Direction ▸ Copy out every line exactly, passing over the pictures.

[start of Source records]

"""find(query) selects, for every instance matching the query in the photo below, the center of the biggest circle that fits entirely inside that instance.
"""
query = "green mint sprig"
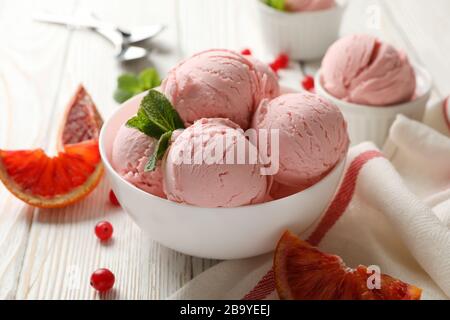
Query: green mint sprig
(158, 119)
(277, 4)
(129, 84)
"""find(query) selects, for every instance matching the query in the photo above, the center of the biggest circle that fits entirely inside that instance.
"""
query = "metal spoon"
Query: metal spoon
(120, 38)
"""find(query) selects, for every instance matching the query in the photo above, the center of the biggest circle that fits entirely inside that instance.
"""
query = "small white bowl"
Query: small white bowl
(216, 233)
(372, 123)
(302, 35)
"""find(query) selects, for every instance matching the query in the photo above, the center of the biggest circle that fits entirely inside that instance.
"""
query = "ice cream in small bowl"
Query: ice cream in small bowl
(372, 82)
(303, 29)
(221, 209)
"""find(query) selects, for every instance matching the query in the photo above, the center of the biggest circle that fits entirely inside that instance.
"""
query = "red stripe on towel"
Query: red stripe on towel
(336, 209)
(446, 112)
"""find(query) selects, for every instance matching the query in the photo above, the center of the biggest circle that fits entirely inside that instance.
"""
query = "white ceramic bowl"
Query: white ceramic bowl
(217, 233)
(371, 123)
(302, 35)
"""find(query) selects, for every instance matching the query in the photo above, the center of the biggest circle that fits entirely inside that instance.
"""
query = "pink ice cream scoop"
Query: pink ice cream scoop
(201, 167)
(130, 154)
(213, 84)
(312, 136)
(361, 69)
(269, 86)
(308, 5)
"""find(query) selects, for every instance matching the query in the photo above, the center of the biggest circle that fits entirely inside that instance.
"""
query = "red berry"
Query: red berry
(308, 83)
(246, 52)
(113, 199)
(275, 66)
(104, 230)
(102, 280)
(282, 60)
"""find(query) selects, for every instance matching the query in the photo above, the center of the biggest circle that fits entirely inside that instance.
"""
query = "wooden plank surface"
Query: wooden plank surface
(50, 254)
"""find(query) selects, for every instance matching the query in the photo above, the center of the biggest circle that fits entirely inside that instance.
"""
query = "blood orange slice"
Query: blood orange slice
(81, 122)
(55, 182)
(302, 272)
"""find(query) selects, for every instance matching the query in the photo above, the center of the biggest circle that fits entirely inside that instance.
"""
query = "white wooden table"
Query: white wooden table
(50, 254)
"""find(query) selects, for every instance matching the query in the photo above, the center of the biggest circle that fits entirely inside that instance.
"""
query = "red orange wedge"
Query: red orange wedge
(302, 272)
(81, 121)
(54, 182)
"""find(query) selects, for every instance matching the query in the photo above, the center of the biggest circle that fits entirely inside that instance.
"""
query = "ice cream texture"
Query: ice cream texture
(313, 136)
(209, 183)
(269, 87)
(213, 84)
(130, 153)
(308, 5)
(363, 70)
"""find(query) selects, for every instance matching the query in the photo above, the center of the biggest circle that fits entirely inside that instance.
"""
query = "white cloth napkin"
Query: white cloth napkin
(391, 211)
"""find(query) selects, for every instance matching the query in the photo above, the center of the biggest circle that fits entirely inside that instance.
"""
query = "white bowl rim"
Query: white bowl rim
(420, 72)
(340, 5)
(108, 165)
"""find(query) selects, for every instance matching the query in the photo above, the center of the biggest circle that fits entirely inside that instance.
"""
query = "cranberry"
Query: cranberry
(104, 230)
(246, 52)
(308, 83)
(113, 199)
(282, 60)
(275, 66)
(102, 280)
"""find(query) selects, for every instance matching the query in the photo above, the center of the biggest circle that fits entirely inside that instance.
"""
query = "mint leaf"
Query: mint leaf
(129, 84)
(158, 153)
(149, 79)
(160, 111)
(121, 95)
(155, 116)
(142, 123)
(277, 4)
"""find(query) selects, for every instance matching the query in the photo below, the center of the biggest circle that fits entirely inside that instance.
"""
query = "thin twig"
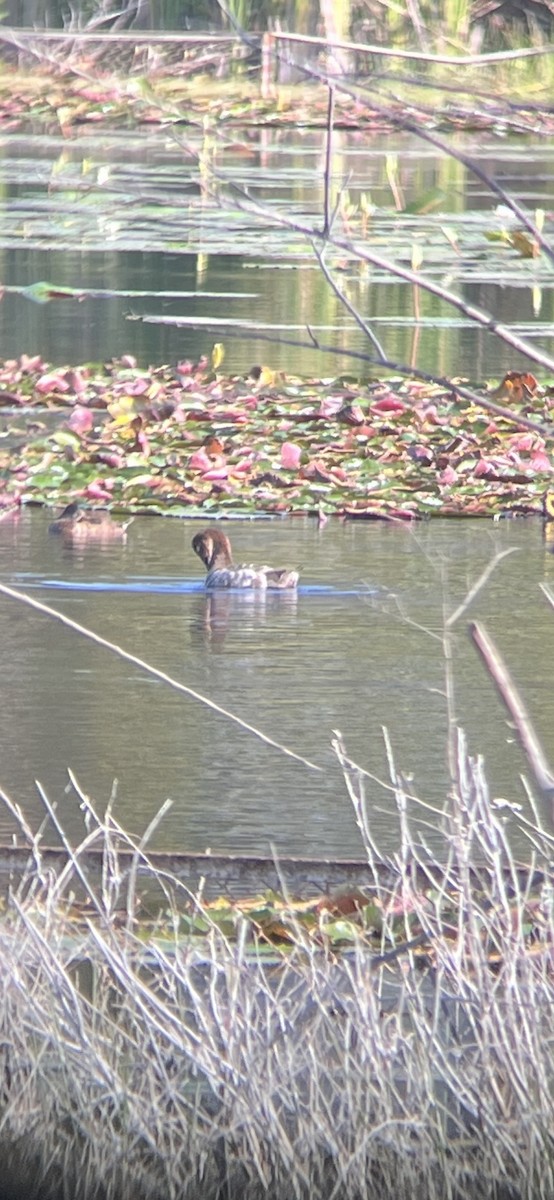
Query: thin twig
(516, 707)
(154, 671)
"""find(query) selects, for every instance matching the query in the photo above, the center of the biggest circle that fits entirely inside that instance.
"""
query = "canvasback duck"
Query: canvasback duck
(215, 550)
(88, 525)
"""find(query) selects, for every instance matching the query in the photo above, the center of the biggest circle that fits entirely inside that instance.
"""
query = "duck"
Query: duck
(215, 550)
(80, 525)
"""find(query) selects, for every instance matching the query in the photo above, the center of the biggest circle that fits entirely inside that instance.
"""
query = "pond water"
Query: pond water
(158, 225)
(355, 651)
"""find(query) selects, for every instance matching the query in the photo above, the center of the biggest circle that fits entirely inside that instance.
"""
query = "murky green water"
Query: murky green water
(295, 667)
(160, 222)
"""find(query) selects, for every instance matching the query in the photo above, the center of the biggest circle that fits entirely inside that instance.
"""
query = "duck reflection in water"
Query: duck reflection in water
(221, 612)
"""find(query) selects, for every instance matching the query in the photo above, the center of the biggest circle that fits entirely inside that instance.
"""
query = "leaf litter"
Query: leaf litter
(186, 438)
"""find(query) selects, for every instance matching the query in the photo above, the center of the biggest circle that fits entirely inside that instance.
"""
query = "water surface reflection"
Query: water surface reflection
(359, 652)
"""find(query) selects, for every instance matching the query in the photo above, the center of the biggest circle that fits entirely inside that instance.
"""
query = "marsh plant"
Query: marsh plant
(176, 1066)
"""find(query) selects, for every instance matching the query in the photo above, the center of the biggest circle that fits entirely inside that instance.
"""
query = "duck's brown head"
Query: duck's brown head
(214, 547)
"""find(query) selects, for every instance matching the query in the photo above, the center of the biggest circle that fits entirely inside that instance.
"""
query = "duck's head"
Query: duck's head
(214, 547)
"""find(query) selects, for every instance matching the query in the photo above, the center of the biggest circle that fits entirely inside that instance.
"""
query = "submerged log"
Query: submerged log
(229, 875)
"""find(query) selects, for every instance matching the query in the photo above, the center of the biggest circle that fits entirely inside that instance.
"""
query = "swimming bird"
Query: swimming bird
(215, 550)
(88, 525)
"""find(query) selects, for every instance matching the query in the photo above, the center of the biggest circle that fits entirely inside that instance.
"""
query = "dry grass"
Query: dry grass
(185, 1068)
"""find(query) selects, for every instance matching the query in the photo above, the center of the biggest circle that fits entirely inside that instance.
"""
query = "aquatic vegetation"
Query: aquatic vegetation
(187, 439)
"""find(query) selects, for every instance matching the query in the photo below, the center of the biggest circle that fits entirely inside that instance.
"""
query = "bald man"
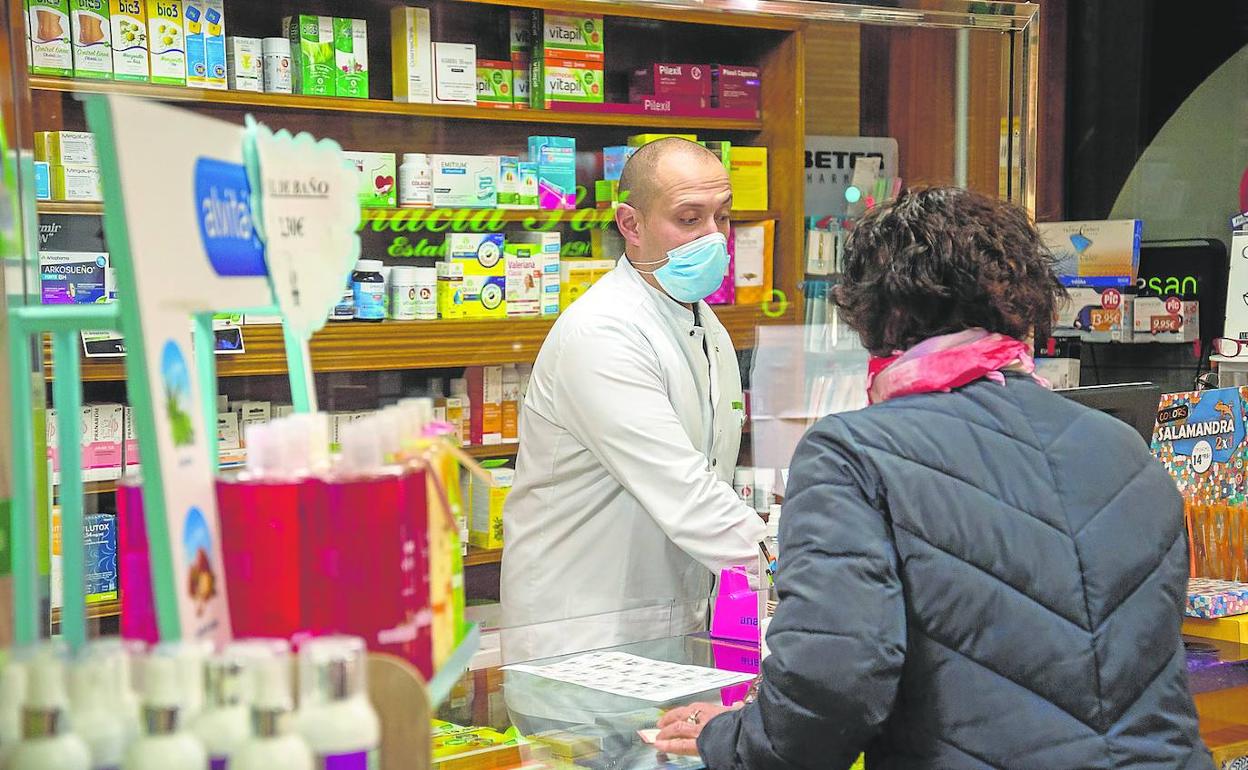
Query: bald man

[end of Source records]

Task output ▸
"""find(query) selects, for every instance matching the query in the photo below, the center of the biggest circle that fits entirely inside that instance.
"""
query = "green mint sprig"
Query: green mint sprig
(158, 119)
(277, 4)
(129, 84)
"""find(query) selects, for every instance matching the query in the photo above, the center of the biggest circle that fits entirely inside that instance.
"""
query = "metal spoon"
Query: metal spoon
(120, 38)
"""find(query) selects, for every instance matching the query in the photo above, the center of the biggest circle that fits entirely inside that instance.
"""
query = "small white bowl"
Query: small white bowl
(216, 233)
(372, 123)
(302, 35)
"""find(query) selects, for every instance matching the query in the photo above, the center of the biggest circle that fits entirely inside that instance.
"""
query = "ice cream in small bowl"
Query: ice cream in small bowl
(372, 82)
(303, 29)
(221, 209)
"""find(query) selects, for every instance matching the query in the photo above, the center of the biggest circle that fits entirely inside that instance.
"""
query = "red stripe on towel"
Query: red stripe on towel
(336, 209)
(446, 112)
"""find(query) selects, for every instance matching the query in the photo above, the center of the biggest circle that fits entirely inside that instance.
"""
query = "white ceramic bowl"
Query: white ceramic bowl
(217, 233)
(371, 123)
(302, 35)
"""find(query) selects, for every instance matching the query in the photo above, the center of the biggest circle that fits entirely inside that instance.
"""
query = "pink ice cream scoop"
Query: pink ice cream scoop
(201, 167)
(130, 154)
(213, 84)
(312, 136)
(361, 69)
(269, 86)
(308, 5)
"""find(query) selects, for every instance matching the query in the photo above, the center of the biggest circle that fits entirely inside that instance.
"""
query = "red berry"
Query: red berry
(308, 83)
(246, 52)
(113, 199)
(275, 66)
(104, 230)
(102, 280)
(282, 60)
"""find(query) selects, for every instance matching the query in the photo above, the center of the biggest circle that fits entirely inside that instance.
"""
query = "wooden plank surface"
Query: wooden plank surface
(50, 254)
"""find(query) selects, for every instance matching the query in the photo above, the center of the biggest circle that fits entirely inside that instance.
"""
query = "blood orange slice"
Query: blood orange slice
(81, 122)
(55, 182)
(302, 272)
"""find(query) selects, for every instance matching the query in the photo above, the center of the biggest circle that fits entirely inside that instance.
"""
query = "white wooden table"
Query: white wooden table
(50, 254)
"""find(query) selects, for every instance matching the query in the photo above, the center of the biggest circle that fits entirely inside that instance.
"""
query = "red orange wedge"
Query: red orange wedge
(302, 272)
(81, 121)
(54, 182)
"""find(query) selects, for every instance matching the query in the photo above, the center of the biggest circle that fits entirely inside that instance.
"""
query = "ice cream texture"
Query: ice cream texture
(313, 136)
(209, 183)
(269, 87)
(213, 84)
(130, 153)
(308, 5)
(363, 70)
"""find(query) selects, for every instance matching the query in the photo above, the center of the biggest circle that fits entirely inside that instance.
"""
query = "white cloth napkin"
Query: white cloth napkin
(391, 211)
"""find(query) selects, for every instance matching the query in the photo above, the center of the biggest circle that fits entirely inside that instance.
"""
query = "white bowl rim"
Query: white bowl rim
(420, 72)
(340, 5)
(108, 165)
"""find(query) selects, for every instance matching the query in the photo above, the center of the biggest circle that fits entirely inside that instance.
"""
query = "cranberry"
Query: cranberry
(104, 230)
(246, 52)
(308, 83)
(113, 199)
(282, 60)
(275, 66)
(102, 280)
"""find(query) selects, for every instance matching the query in the photo above, the center of the biggest circle that fits entirely inside that instance.
"""
query = "mint leaf"
Query: mint leaf
(129, 84)
(158, 153)
(149, 79)
(160, 111)
(121, 95)
(155, 116)
(142, 123)
(277, 4)
"""find(query) selects, for every instance matching the query in the photo below, the center of the biggest circle that fits entirely inside that instance.
"""
query = "thin twig"
Query: thin twig
(516, 707)
(154, 671)
"""find(query) selects, for every instance matching the query in the photo above, the center of the biggest circle that fits entirely inside that instance.
"""
query = "canvasback duck"
Query: canvasback duck
(215, 550)
(88, 525)
"""find(query) selects, for every instance matching the query in the photo above, the center of the biggest circle that fits entirely inside that instance.
"""
query = "duck"
Query: duck
(215, 550)
(80, 525)
"""find(query) selects, for every instance matching the query in the photo above, the center of the biggest circle that fits entirely inside that instance.
"""
query = "pond water"
Query: pond water
(158, 225)
(355, 651)
"""find(query) selects, for every instance matching the query in the photo above, the center of the biggest circle that fits entirely inside that instance.
"""
query = "murky green water"
Query: murky green water
(295, 667)
(160, 222)
"""find(query) selects, for every instance matching the query in the photo above, the center of the biggest circle that fits entirely inside that instance.
"""
query = "duck reflection in water"
Query: duck reflection in water
(221, 612)
"""find(query) selects, for every instance matching the query in the photo above, the center of the biggest circle that fits entirely inside that instance.
"""
query = "leaf litter"
Query: leaf litter
(186, 438)
"""find(query) selects, for every instance matching the query in the photo above, the center of the biggest circle that fits entirely inside that instance.
"""
query = "water surface reflection"
Query: water surface reflection
(359, 652)
"""find(query) selects, for every instance matching the query in the photo above, the center of the biggest circle that fits entirely inside that instance.
"""
query = "marsh plant"
Query: marsh plant
(176, 1066)
"""find(query) selects, for every instance matching the query in the photo above, the center of the biggest circle that fits entirely inside that instance.
"""
query = "duck's brown head"
Query: duck's brown head
(214, 547)
"""find(query) selects, for every instance matching the query in the photo above, the center of the biggest circle that fits entirely inside that instance.
"""
query = "duck's head"
Query: duck's head
(214, 547)
"""find(query) selects, for every instance matching the query in the photo above, the center of the biggest circle that fits entirely inside that instance.
"""
query = "submerged log"
Query: submerged log
(229, 875)
"""find(query) selects, for every instance matching the query in the photo above, the center of the biggest circle that fits entirely inside that instance.
"""
query = "swimming bird"
Query: swimming bird
(215, 550)
(88, 525)
"""find(query) selects, for every instance matching the query in the photo above, the center of the biggest circle that fits entirely inside that instance.
"""
query = "dry grass"
Query: dry grass
(185, 1068)
"""find(query) selects, for every instance matching the query in the photo above, the center of the biggest circle that fits entirely inside that instance.
"""
query = "aquatic vegetation"
Query: aquatic vegetation
(187, 439)
"""find(query) selects, for every instance matching the query in the photo below, the center of the biggest circle that fits entirely inside that instance.
"""
query = "bald man"
Query: bald man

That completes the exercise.